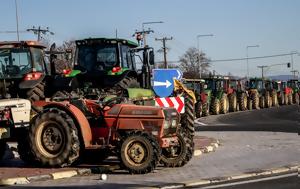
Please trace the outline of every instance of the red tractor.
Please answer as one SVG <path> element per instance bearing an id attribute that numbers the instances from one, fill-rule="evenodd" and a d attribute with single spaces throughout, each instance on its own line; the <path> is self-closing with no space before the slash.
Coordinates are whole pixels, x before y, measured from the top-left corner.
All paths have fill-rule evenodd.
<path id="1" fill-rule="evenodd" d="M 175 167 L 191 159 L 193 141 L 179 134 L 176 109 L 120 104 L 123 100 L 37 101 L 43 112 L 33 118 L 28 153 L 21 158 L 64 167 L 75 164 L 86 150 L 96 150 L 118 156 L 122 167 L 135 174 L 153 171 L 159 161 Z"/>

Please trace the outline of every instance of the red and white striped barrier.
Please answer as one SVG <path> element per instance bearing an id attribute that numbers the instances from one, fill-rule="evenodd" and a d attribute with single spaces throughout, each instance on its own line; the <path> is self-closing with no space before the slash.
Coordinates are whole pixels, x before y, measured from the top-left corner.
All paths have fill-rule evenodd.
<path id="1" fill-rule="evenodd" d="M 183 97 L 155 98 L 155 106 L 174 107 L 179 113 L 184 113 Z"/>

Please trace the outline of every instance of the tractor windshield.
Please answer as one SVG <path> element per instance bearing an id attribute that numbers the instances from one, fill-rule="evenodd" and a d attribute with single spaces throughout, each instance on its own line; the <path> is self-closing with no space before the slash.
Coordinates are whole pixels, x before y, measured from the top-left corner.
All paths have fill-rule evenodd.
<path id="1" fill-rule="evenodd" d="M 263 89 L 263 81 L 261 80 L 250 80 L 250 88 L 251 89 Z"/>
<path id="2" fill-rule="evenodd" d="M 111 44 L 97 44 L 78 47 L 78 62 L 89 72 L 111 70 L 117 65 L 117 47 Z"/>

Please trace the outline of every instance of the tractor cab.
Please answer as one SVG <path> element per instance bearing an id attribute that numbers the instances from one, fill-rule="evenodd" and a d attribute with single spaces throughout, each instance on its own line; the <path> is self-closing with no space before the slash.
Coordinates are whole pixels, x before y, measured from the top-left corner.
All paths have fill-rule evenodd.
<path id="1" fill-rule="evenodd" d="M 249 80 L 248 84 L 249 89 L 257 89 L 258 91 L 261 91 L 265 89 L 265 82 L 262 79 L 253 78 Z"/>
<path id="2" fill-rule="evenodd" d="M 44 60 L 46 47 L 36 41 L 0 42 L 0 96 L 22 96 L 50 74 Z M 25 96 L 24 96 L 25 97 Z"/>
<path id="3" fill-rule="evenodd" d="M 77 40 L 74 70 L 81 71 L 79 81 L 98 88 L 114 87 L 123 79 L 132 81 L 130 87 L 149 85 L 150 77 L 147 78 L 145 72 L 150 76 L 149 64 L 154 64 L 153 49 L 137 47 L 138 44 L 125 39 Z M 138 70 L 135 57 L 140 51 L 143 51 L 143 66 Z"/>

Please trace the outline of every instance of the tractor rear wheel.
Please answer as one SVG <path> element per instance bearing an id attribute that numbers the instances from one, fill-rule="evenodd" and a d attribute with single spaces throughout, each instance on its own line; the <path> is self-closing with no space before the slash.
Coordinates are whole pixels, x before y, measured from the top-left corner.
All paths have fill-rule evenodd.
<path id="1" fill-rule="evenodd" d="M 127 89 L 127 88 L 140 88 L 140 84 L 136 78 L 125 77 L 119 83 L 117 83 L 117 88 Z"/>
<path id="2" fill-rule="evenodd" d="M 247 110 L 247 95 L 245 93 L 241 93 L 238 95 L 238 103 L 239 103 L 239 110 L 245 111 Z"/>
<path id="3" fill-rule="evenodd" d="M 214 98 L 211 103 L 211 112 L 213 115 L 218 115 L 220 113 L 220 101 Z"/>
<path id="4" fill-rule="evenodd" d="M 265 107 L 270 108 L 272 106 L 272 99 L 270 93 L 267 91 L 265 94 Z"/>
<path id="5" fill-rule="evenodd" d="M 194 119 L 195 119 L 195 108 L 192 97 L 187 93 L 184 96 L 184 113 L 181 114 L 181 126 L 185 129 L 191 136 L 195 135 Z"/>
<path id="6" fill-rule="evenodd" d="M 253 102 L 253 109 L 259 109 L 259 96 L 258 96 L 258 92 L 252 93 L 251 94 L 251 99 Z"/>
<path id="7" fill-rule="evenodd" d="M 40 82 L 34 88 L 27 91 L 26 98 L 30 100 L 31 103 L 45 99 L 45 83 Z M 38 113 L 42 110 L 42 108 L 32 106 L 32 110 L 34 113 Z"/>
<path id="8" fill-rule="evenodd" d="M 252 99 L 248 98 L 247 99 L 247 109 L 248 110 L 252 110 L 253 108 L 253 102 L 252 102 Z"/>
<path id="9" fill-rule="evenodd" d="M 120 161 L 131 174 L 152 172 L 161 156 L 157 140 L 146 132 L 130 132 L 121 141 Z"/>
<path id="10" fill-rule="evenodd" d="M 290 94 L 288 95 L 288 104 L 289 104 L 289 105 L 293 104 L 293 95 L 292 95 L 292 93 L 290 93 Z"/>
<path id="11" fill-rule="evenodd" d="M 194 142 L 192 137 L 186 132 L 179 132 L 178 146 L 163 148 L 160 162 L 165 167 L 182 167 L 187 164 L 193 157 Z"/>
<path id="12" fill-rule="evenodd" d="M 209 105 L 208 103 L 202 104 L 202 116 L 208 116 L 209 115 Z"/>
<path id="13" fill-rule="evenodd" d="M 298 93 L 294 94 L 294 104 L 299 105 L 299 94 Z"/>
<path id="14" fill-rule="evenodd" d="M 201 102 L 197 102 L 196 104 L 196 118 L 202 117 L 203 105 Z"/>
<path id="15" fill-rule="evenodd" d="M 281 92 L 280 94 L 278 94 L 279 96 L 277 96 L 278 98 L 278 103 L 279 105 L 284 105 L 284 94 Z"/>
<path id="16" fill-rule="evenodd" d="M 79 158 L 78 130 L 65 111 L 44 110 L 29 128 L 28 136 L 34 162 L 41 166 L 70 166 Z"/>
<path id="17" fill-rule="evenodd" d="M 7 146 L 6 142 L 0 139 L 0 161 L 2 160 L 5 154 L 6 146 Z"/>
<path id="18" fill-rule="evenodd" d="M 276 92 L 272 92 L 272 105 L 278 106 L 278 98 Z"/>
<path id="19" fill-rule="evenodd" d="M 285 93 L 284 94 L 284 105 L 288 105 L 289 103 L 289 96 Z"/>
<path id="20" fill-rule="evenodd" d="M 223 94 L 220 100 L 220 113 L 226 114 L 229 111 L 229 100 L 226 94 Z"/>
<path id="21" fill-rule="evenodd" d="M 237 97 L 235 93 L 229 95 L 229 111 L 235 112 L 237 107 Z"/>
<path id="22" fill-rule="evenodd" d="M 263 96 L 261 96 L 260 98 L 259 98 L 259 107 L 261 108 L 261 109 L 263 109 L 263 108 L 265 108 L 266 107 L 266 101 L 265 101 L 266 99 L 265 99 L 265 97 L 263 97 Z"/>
☆ ☆ ☆
— Aim of the task —
What lines in the material above include "trace"? Copy every one of them.

— Finished exercise —
Please trace the outline of every instance of the red tractor.
Please trace the outline of every instance of the red and white striped barrier.
Please trace the outline of every instance of the tractor windshield.
Please trace the outline of every instance of the tractor cab.
Please trace the outline of every instance of the tractor rear wheel.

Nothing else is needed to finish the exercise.